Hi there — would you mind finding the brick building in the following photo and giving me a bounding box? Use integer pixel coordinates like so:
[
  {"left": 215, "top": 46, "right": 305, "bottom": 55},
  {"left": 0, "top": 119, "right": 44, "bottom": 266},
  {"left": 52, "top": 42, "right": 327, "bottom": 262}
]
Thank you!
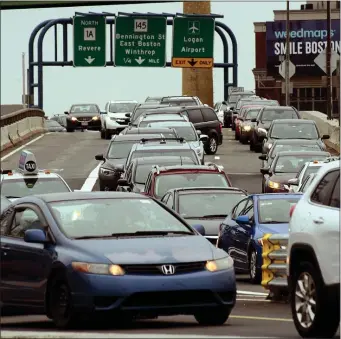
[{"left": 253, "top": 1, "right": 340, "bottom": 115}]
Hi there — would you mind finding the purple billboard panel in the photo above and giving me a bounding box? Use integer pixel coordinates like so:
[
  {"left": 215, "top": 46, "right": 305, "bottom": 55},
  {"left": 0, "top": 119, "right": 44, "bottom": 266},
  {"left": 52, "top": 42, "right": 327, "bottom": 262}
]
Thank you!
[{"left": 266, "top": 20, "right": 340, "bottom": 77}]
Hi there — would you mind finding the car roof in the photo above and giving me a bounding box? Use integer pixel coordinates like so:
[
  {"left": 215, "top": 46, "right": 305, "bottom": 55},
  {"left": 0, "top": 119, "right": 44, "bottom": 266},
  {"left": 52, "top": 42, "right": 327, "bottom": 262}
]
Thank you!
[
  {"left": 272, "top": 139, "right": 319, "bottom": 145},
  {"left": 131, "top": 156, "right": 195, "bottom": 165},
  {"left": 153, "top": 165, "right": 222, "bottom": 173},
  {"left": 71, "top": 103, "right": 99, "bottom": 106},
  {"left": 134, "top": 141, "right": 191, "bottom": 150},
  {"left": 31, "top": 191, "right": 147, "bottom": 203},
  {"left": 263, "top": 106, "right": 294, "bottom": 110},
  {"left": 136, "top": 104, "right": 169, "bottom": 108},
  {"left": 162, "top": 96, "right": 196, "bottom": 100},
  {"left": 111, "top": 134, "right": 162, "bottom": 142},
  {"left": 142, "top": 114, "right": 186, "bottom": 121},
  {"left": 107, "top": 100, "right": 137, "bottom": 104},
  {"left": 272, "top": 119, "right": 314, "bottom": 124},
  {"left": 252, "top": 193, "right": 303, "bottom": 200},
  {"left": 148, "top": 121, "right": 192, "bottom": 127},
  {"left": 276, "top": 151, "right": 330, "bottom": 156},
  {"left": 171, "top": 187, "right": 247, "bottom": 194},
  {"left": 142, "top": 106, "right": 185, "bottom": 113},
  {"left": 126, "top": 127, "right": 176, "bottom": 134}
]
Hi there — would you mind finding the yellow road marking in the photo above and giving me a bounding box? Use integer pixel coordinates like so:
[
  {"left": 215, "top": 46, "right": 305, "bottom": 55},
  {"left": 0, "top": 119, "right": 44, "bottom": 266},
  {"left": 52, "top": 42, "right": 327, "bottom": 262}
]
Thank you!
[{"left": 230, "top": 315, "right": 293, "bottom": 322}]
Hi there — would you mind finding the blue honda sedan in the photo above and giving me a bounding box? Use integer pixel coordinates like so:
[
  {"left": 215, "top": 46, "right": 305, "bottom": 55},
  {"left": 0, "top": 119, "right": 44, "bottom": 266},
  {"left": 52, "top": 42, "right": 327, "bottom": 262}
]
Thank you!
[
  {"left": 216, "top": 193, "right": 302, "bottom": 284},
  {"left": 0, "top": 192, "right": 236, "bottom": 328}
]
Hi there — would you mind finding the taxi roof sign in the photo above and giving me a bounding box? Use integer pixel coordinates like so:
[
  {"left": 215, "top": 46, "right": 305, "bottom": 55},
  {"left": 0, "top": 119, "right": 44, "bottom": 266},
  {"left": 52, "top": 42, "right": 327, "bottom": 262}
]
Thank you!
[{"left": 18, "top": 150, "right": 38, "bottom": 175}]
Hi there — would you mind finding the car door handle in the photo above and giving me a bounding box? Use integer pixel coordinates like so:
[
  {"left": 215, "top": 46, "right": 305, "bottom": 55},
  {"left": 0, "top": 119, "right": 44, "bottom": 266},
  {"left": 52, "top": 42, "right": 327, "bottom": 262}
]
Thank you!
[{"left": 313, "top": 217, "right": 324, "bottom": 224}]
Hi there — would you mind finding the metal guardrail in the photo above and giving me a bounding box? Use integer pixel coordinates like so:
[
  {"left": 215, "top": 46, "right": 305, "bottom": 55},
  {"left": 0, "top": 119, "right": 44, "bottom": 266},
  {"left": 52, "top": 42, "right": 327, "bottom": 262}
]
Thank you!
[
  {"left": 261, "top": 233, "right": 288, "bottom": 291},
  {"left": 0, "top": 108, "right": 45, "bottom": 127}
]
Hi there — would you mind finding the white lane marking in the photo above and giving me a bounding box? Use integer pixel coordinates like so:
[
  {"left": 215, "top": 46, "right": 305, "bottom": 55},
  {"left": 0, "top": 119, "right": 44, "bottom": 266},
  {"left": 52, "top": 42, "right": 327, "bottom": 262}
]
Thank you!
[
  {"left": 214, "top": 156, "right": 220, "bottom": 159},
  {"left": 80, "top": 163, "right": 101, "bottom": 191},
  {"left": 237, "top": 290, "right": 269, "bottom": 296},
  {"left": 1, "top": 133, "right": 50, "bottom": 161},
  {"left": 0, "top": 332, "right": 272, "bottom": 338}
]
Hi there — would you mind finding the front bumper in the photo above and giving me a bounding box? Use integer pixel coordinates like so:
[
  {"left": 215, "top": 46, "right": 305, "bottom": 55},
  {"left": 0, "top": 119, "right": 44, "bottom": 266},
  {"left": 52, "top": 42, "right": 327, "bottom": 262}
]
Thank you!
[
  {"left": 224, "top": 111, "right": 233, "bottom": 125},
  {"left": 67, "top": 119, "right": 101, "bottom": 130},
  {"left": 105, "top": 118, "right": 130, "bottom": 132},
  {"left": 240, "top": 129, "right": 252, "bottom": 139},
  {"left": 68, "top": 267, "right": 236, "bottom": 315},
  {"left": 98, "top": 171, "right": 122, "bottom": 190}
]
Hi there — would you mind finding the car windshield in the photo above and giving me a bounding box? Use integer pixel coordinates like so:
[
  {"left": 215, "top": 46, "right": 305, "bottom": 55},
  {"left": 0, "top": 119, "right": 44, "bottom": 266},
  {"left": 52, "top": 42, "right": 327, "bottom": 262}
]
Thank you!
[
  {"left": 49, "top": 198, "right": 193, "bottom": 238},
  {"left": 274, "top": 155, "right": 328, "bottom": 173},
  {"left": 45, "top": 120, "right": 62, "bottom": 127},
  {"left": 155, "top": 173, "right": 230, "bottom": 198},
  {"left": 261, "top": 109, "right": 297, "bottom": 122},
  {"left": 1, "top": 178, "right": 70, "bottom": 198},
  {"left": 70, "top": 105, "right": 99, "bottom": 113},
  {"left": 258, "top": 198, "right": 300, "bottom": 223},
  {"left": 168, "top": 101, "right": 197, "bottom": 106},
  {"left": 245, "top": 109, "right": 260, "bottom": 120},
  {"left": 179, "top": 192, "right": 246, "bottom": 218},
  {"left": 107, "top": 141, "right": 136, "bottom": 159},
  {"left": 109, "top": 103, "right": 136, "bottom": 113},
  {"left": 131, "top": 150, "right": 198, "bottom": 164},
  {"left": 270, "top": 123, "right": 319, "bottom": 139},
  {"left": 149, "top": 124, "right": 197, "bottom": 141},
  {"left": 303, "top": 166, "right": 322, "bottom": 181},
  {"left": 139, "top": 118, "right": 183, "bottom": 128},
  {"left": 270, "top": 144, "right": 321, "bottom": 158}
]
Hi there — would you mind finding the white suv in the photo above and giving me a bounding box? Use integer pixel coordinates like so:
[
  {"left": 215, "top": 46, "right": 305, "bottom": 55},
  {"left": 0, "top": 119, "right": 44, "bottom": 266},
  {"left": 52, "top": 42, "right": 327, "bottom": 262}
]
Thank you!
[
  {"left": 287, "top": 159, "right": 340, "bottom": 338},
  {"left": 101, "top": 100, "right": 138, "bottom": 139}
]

▶ What this task involves:
Reproduce the data above line for line, excluding every picture.

▶ Solved problem:
Hi there — would you mind finding the brick building in the following photo and giving me a bounding box? Use integer pixel coordinates like so:
[
  {"left": 215, "top": 46, "right": 305, "bottom": 55},
  {"left": 0, "top": 119, "right": 44, "bottom": 266},
  {"left": 52, "top": 42, "right": 327, "bottom": 262}
]
Thank you!
[{"left": 253, "top": 1, "right": 340, "bottom": 115}]
Hi there — would you mind finding the purple billboard panel in the photo above and giving me a bounding box? Use integer pixel coordinates like so:
[
  {"left": 215, "top": 46, "right": 305, "bottom": 55},
  {"left": 0, "top": 119, "right": 44, "bottom": 266},
  {"left": 52, "top": 42, "right": 327, "bottom": 262}
]
Thank you!
[{"left": 266, "top": 20, "right": 340, "bottom": 77}]
Hi there — would you mind finding the car roof in the photo above and giving me a bounding box? Use integer pixel coordinates like so:
[
  {"left": 215, "top": 46, "right": 305, "bottom": 55},
  {"left": 0, "top": 119, "right": 44, "bottom": 266},
  {"left": 52, "top": 42, "right": 327, "bottom": 262}
]
Thank you!
[
  {"left": 272, "top": 139, "right": 319, "bottom": 145},
  {"left": 131, "top": 156, "right": 195, "bottom": 165},
  {"left": 153, "top": 165, "right": 222, "bottom": 173},
  {"left": 71, "top": 103, "right": 99, "bottom": 106},
  {"left": 134, "top": 141, "right": 191, "bottom": 150},
  {"left": 31, "top": 191, "right": 147, "bottom": 203},
  {"left": 263, "top": 106, "right": 294, "bottom": 110},
  {"left": 136, "top": 104, "right": 169, "bottom": 108},
  {"left": 162, "top": 96, "right": 196, "bottom": 100},
  {"left": 111, "top": 134, "right": 162, "bottom": 142},
  {"left": 142, "top": 114, "right": 186, "bottom": 121},
  {"left": 107, "top": 100, "right": 137, "bottom": 104},
  {"left": 272, "top": 119, "right": 314, "bottom": 124},
  {"left": 252, "top": 193, "right": 303, "bottom": 200},
  {"left": 148, "top": 121, "right": 192, "bottom": 127},
  {"left": 276, "top": 151, "right": 330, "bottom": 156},
  {"left": 171, "top": 187, "right": 247, "bottom": 194},
  {"left": 142, "top": 106, "right": 185, "bottom": 113},
  {"left": 126, "top": 127, "right": 176, "bottom": 134}
]
Hi there — would you mind finding the yellow road marking in the photo above and giving me a bounding box? Use integer pixel coordinates like so:
[
  {"left": 215, "top": 46, "right": 305, "bottom": 55},
  {"left": 0, "top": 119, "right": 44, "bottom": 266},
  {"left": 52, "top": 42, "right": 327, "bottom": 262}
]
Thank you!
[{"left": 230, "top": 315, "right": 293, "bottom": 322}]
Hi there — would you mind finding the blue honda sedan in the photo above and giving me a bounding box? Use integer pixel coordinates like so:
[
  {"left": 215, "top": 46, "right": 305, "bottom": 55},
  {"left": 0, "top": 119, "right": 44, "bottom": 266},
  {"left": 52, "top": 42, "right": 327, "bottom": 262}
]
Thank you!
[
  {"left": 216, "top": 193, "right": 302, "bottom": 284},
  {"left": 0, "top": 192, "right": 236, "bottom": 328}
]
Hi there — would you mind finding the taxi roof sign in the photo above and giving me a bounding box? Use integer pixel coordinates like so:
[
  {"left": 215, "top": 46, "right": 305, "bottom": 55},
  {"left": 0, "top": 119, "right": 44, "bottom": 266},
  {"left": 52, "top": 42, "right": 327, "bottom": 262}
]
Thank you!
[{"left": 18, "top": 150, "right": 38, "bottom": 175}]
Hi there — would you mind finding the car door handle in the photo above and giving me a bounding box? Use integer pixel coordinates like so:
[
  {"left": 215, "top": 46, "right": 305, "bottom": 55},
  {"left": 0, "top": 119, "right": 44, "bottom": 266},
  {"left": 52, "top": 42, "right": 327, "bottom": 262}
]
Thank you!
[{"left": 313, "top": 217, "right": 324, "bottom": 224}]
Hi there — would you mind finding the metal guardrail in the photo above and giving me a bounding box? Use integer pixel coordinates like so:
[
  {"left": 215, "top": 46, "right": 305, "bottom": 55},
  {"left": 0, "top": 119, "right": 44, "bottom": 266},
  {"left": 52, "top": 42, "right": 327, "bottom": 262}
]
Thank you!
[
  {"left": 261, "top": 233, "right": 288, "bottom": 291},
  {"left": 0, "top": 108, "right": 45, "bottom": 127}
]
Hi there — would you mind finding the white lane marking in the photo above and giving me a bounding box? Use integer pixel coordinates like so:
[
  {"left": 215, "top": 46, "right": 305, "bottom": 55},
  {"left": 0, "top": 119, "right": 44, "bottom": 266},
  {"left": 52, "top": 42, "right": 327, "bottom": 262}
]
Thank you!
[
  {"left": 214, "top": 156, "right": 220, "bottom": 159},
  {"left": 80, "top": 163, "right": 101, "bottom": 191},
  {"left": 237, "top": 290, "right": 269, "bottom": 296},
  {"left": 1, "top": 133, "right": 50, "bottom": 161},
  {"left": 0, "top": 332, "right": 272, "bottom": 338}
]
Hi there — would you mind finding the front bumper in the photo above and giving me a bounding box? Use integer pixel coordinates like so:
[
  {"left": 215, "top": 46, "right": 305, "bottom": 55},
  {"left": 0, "top": 119, "right": 44, "bottom": 266},
  {"left": 52, "top": 42, "right": 327, "bottom": 262}
]
Thank you!
[
  {"left": 224, "top": 111, "right": 233, "bottom": 125},
  {"left": 67, "top": 119, "right": 101, "bottom": 130},
  {"left": 105, "top": 118, "right": 130, "bottom": 132},
  {"left": 240, "top": 129, "right": 252, "bottom": 139},
  {"left": 68, "top": 267, "right": 236, "bottom": 315},
  {"left": 98, "top": 171, "right": 122, "bottom": 190}
]
Hi there — would you mind finding the car windshield in the photo above and giving me a bounding box? Use integer pixel coordinates like so:
[
  {"left": 215, "top": 46, "right": 305, "bottom": 55},
  {"left": 0, "top": 119, "right": 44, "bottom": 266},
  {"left": 52, "top": 42, "right": 327, "bottom": 262}
]
Thank you!
[
  {"left": 49, "top": 198, "right": 193, "bottom": 238},
  {"left": 274, "top": 155, "right": 328, "bottom": 173},
  {"left": 45, "top": 120, "right": 62, "bottom": 127},
  {"left": 155, "top": 173, "right": 230, "bottom": 198},
  {"left": 261, "top": 109, "right": 297, "bottom": 122},
  {"left": 1, "top": 178, "right": 70, "bottom": 198},
  {"left": 70, "top": 105, "right": 99, "bottom": 113},
  {"left": 258, "top": 198, "right": 300, "bottom": 223},
  {"left": 168, "top": 101, "right": 197, "bottom": 106},
  {"left": 245, "top": 109, "right": 260, "bottom": 120},
  {"left": 179, "top": 192, "right": 246, "bottom": 218},
  {"left": 107, "top": 141, "right": 136, "bottom": 159},
  {"left": 109, "top": 103, "right": 136, "bottom": 113},
  {"left": 131, "top": 150, "right": 198, "bottom": 164},
  {"left": 270, "top": 123, "right": 319, "bottom": 139},
  {"left": 149, "top": 124, "right": 197, "bottom": 141},
  {"left": 303, "top": 166, "right": 322, "bottom": 181},
  {"left": 139, "top": 118, "right": 183, "bottom": 128},
  {"left": 270, "top": 144, "right": 321, "bottom": 158}
]
Hi there — would you mind finding the white suv in the photo above and giving me a bounding box? Use integer pixel coordinates like so:
[
  {"left": 215, "top": 46, "right": 305, "bottom": 55},
  {"left": 0, "top": 119, "right": 44, "bottom": 266},
  {"left": 52, "top": 42, "right": 327, "bottom": 262}
]
Thank you!
[
  {"left": 287, "top": 159, "right": 340, "bottom": 338},
  {"left": 101, "top": 100, "right": 138, "bottom": 139}
]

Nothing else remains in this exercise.